Do this: Could you reproduce all the rows below with "pixel coordinates" swapped for "image coordinates" and nothing else altered? Leave the pictures out of your version.

Record list:
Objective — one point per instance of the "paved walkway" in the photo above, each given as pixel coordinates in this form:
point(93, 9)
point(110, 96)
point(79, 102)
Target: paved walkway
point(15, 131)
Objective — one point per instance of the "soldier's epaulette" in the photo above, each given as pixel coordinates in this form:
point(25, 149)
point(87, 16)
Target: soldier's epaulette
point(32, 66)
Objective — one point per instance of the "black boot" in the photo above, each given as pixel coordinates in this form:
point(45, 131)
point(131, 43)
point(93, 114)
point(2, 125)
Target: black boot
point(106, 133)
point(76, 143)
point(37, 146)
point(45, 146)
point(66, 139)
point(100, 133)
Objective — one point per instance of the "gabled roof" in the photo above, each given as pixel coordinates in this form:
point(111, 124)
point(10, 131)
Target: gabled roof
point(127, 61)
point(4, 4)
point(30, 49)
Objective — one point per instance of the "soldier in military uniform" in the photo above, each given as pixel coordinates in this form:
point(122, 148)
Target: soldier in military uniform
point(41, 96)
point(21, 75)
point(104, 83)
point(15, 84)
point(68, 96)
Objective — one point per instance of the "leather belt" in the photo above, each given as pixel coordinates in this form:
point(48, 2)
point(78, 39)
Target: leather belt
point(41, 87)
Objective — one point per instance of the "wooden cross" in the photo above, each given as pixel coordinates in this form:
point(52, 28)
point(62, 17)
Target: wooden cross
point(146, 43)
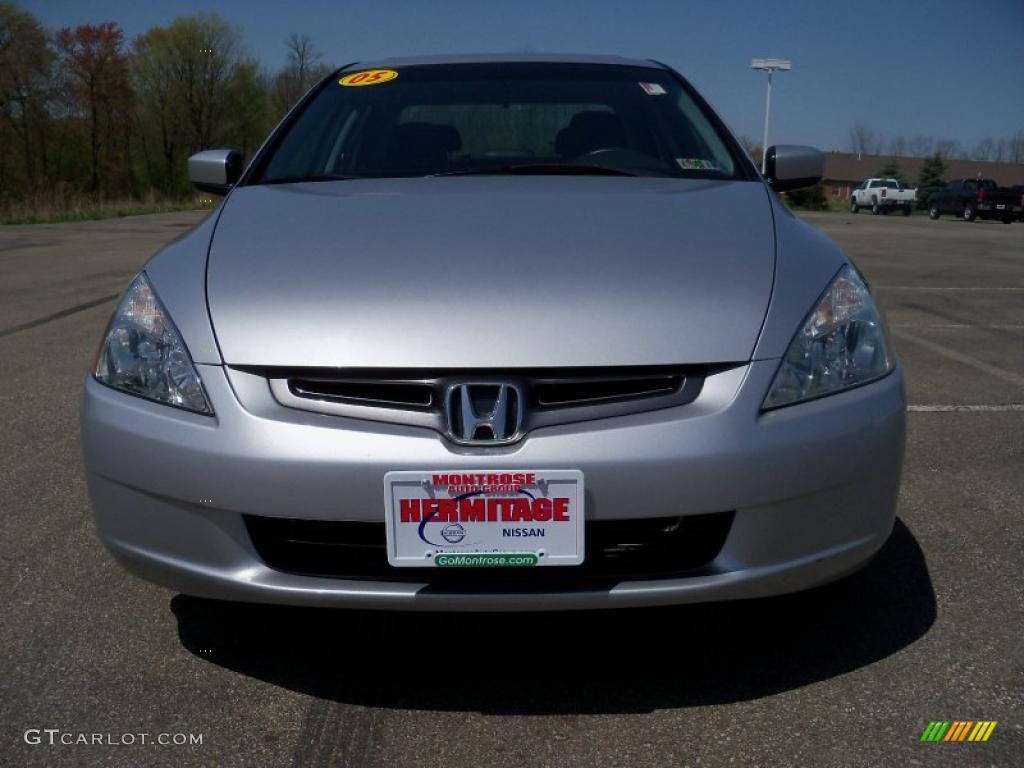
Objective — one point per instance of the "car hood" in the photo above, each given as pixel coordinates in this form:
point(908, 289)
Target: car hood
point(492, 271)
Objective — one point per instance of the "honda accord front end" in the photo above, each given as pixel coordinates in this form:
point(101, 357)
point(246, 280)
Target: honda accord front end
point(493, 334)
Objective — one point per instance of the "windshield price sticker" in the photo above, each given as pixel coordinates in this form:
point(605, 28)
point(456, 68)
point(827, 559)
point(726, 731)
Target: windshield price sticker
point(475, 518)
point(369, 77)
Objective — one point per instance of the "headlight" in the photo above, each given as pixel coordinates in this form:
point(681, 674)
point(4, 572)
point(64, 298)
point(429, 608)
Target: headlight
point(842, 344)
point(142, 353)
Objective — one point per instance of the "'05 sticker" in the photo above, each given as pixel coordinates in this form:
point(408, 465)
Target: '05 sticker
point(369, 77)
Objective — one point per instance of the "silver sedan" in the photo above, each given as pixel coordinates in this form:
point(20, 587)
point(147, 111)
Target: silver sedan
point(497, 333)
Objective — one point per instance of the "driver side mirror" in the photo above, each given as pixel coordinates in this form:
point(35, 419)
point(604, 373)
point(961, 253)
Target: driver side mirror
point(793, 167)
point(215, 170)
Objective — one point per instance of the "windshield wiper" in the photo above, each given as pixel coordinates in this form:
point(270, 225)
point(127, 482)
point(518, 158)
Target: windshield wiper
point(567, 169)
point(309, 177)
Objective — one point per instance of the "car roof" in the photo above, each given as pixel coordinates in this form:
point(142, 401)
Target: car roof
point(454, 58)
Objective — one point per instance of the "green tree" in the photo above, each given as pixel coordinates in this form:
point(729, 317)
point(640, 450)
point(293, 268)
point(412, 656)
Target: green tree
point(932, 178)
point(95, 69)
point(26, 91)
point(892, 169)
point(196, 89)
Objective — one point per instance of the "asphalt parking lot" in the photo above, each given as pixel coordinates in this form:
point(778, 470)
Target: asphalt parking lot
point(849, 674)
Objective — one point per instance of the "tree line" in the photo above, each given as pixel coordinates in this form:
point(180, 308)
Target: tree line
point(864, 140)
point(85, 112)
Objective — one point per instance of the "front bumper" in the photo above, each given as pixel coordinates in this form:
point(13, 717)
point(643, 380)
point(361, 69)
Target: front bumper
point(813, 486)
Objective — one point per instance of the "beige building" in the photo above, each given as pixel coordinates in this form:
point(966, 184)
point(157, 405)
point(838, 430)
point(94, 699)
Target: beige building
point(845, 171)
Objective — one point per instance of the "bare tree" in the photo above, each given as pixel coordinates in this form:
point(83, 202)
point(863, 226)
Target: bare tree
point(302, 55)
point(983, 151)
point(948, 148)
point(921, 146)
point(898, 146)
point(1015, 147)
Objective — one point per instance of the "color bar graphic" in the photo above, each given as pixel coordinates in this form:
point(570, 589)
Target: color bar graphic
point(958, 730)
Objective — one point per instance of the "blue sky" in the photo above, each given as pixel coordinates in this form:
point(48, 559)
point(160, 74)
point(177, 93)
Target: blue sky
point(949, 70)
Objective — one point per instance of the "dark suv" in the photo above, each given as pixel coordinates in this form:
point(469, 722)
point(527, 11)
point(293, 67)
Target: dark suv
point(972, 199)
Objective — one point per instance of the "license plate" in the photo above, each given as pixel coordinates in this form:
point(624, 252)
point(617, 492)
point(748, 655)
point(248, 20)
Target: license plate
point(488, 518)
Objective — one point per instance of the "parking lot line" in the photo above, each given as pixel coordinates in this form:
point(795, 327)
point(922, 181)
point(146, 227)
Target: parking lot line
point(1012, 289)
point(986, 327)
point(968, 409)
point(998, 373)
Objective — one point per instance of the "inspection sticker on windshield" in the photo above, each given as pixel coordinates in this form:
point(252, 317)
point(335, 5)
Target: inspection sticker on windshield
point(652, 89)
point(696, 164)
point(369, 77)
point(484, 518)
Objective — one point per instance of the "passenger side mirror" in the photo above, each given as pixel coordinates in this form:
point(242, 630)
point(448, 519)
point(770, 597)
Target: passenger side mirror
point(793, 167)
point(215, 170)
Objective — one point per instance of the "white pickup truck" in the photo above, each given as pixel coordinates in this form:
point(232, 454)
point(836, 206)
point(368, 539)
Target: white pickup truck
point(883, 196)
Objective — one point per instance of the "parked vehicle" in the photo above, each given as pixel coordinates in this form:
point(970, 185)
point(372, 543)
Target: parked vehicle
point(497, 334)
point(1018, 189)
point(883, 196)
point(976, 198)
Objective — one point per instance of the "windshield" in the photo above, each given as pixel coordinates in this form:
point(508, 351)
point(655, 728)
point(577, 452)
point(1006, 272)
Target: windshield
point(500, 118)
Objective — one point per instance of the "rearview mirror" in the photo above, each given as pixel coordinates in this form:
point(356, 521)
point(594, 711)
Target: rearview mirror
point(793, 167)
point(215, 170)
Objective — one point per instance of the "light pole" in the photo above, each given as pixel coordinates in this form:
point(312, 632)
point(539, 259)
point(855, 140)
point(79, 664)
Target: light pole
point(769, 66)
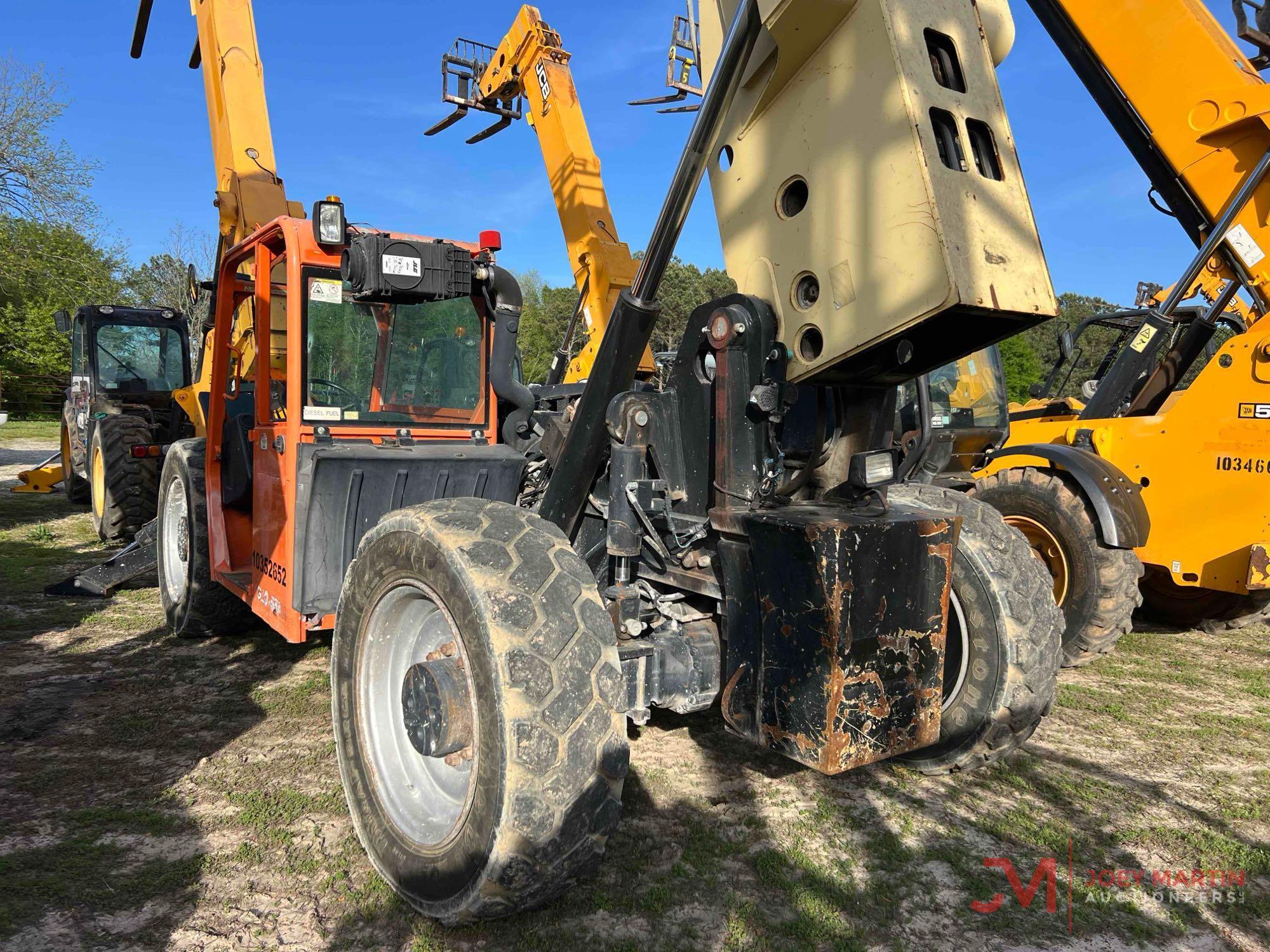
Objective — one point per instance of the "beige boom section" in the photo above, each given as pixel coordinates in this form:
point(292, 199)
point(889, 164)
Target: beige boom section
point(868, 186)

The answer:
Objective — one point per instance of the "paved walkway" in the photo above, each given as image coordinates in this form:
point(93, 9)
point(110, 96)
point(79, 102)
Target: paved walkway
point(15, 131)
Objective — one point per instance of the "soldier's epaulette" in the photo above, each given as image coordinates in this form:
point(25, 149)
point(87, 16)
Target: soldier's epaulette
point(32, 66)
Objective — one point per instance of the "black boot" in the photo above, each given as image coordinates in this form:
point(45, 131)
point(131, 43)
point(93, 114)
point(2, 125)
Target: black boot
point(106, 133)
point(76, 143)
point(37, 146)
point(45, 146)
point(66, 139)
point(100, 133)
Objective — one point per instance of the "gabled roof" in the photo above, each given as image coordinates in this form:
point(111, 124)
point(10, 131)
Target: gabled roof
point(127, 61)
point(4, 4)
point(30, 49)
Objective — one point per instance of the "soldier in military uniform" in the photo above, each given as image coordinates in this form:
point(122, 148)
Target: soldier in military uniform
point(41, 96)
point(21, 75)
point(104, 83)
point(15, 84)
point(68, 96)
Objective — one point per instance of the "leather belt" in the photo above, each given as image coordinates in this form:
point(48, 2)
point(78, 39)
Target: leather belt
point(41, 87)
Objective — one point per instance of the "wooden cross" in the photo above, each given as image coordinates in this form:
point(52, 28)
point(62, 17)
Target: wooden cross
point(146, 43)
Objective — one point per instance of the "car hood" in the photo above, each given as image coordinates in this form:
point(908, 289)
Target: car hood
point(492, 271)
Objective — one point per instance of the "honda accord front end" in the photo above, each given as image coordinates in this form:
point(101, 357)
point(246, 280)
Target: honda accord front end
point(493, 334)
Objective — one point per instance of the "windshield price sticker" in the photo above, each given as image coordinates in this form:
point(605, 28)
point(456, 68)
point(827, 559)
point(726, 731)
Target: windshield price sticker
point(475, 518)
point(369, 77)
Objective — one point per instance of the "headlight" in the photo above, each given as image coordinates in this form:
point(681, 674)
point(4, 572)
point(64, 298)
point(429, 608)
Target: headlight
point(842, 344)
point(142, 353)
Objective — one point per instance of the "'05 sticker" in the photo above, each given as image coordinates in this form:
point(408, 465)
Target: '05 sticker
point(369, 77)
Objective — one point per instance of the "silver sedan" in the photo above, each given as image coordinates in this form:
point(20, 587)
point(147, 111)
Target: silver sedan
point(497, 333)
Objective — one point per instance of the "driver side mirror" in the photo above, each given as image coordinates in this form:
point(35, 419)
point(604, 373)
point(961, 253)
Target: driver side mirror
point(793, 167)
point(215, 170)
Objective — one point per instance of the "windshield wiper" in the photo above, each given as image coordinates in this form:
point(270, 225)
point(127, 482)
point(518, 158)
Target: windshield wiper
point(567, 169)
point(309, 177)
Objective — one point per instance of the "car roof" in the photo above, each given as image coordinates in this form:
point(142, 401)
Target: car roof
point(454, 58)
Objective — one point per instance of the "green tree" in the photo above, each given as image coordinates in this form:
point(729, 317)
point(640, 450)
point(293, 268)
point(412, 656)
Target: green tree
point(932, 178)
point(95, 69)
point(26, 91)
point(892, 169)
point(196, 89)
Objective — one point per instance of the "asphalt parking lot" in the photo above, each given as image coordinates in this form:
point(778, 470)
Target: asphalt parking lot
point(849, 674)
Objective — one point per instance of the "tree line" in the photo above, each given as image coordinates in this form:
point(180, 308)
Target: tree line
point(864, 140)
point(85, 112)
Objective — one point per instance of the "front bumper" in the photo above, each given as image coordinates in this form:
point(13, 717)
point(643, 380)
point(361, 69)
Target: front bumper
point(813, 486)
Objective — one point per instance of the "beige building" in the photo above, each given as image coordinates in this form:
point(966, 184)
point(157, 405)
point(838, 430)
point(94, 699)
Target: beige building
point(845, 171)
Objective — one point per instance of the "bare tree" in the photo above, each given as image coordinates in this form:
point(83, 202)
point(863, 226)
Target: bare tree
point(302, 55)
point(983, 151)
point(948, 148)
point(921, 146)
point(898, 146)
point(1015, 147)
Objective — one point per instance of the "color bar graphic" in the photo above, each given as image coordinates in this form:
point(570, 589)
Target: color bar graphic
point(958, 730)
Objective — one point per instance of the "blue sky" in the photo above, each given as image coordinates in this form:
point(48, 559)
point(160, 74)
point(177, 93)
Target: blue sky
point(949, 70)
Objective — one point per instance of the "dark suv" in the photo above, each given as image coordinates in this form:
point(469, 722)
point(527, 11)
point(293, 67)
Target: dark suv
point(972, 199)
Objective — one point per instance of the "license plate" in the photo above, each given as image coordinates in this form:
point(624, 252)
point(617, 492)
point(748, 655)
point(248, 20)
Target: license plate
point(488, 518)
Objective — one point per instance of the "parking lot line" in the photo above, each given as image coordinates in this form:
point(795, 327)
point(922, 181)
point(146, 227)
Target: parking lot line
point(1012, 289)
point(986, 327)
point(968, 409)
point(998, 373)
Objective — one point per instance of the "inspection sticker on windshield" in the photo above, each given as image coordinates in this form:
point(252, 317)
point(335, 5)
Target: inspection sticker on windshield
point(652, 89)
point(696, 164)
point(369, 77)
point(484, 518)
Objective — one point per instance of the "passenger side mirror" in the photo above, each given as image coordinates in this form:
point(242, 630)
point(448, 519)
point(770, 597)
Target: passenger side mirror
point(793, 167)
point(215, 170)
Objective — one point per instance of the "white pickup truck" in the photo above, each given as image coordinates in this form:
point(232, 454)
point(836, 206)
point(368, 539)
Target: white pickup truck
point(883, 196)
Objective — one point per instance of the "parked vehicle" in the photo above, each given as image coordinates in this form:
point(970, 185)
point(372, 543)
Target: parked vehicle
point(497, 334)
point(1018, 189)
point(883, 196)
point(976, 198)
Objective — one point per instance of the "windshield" in the photo above, each given as image coordinates in this form:
point(508, 351)
point(655, 728)
point(577, 452)
point(1006, 272)
Target: windshield
point(500, 118)
Objective — one point per instance of the "rearview mirror" in the photo above, each given as image coordinates in this form:
point(356, 521)
point(594, 711)
Target: rearview mirror
point(793, 167)
point(215, 170)
Objective — one point per instance of the "light pole" in the photo above, each given as image coordinates in this form:
point(312, 632)
point(539, 259)
point(855, 140)
point(79, 664)
Target: light pole
point(769, 66)
Objective — one point per instance of the "beige boom section" in the photo above, each given as image coordinates in this form:
point(292, 199)
point(889, 164)
Target: beige boom section
point(868, 186)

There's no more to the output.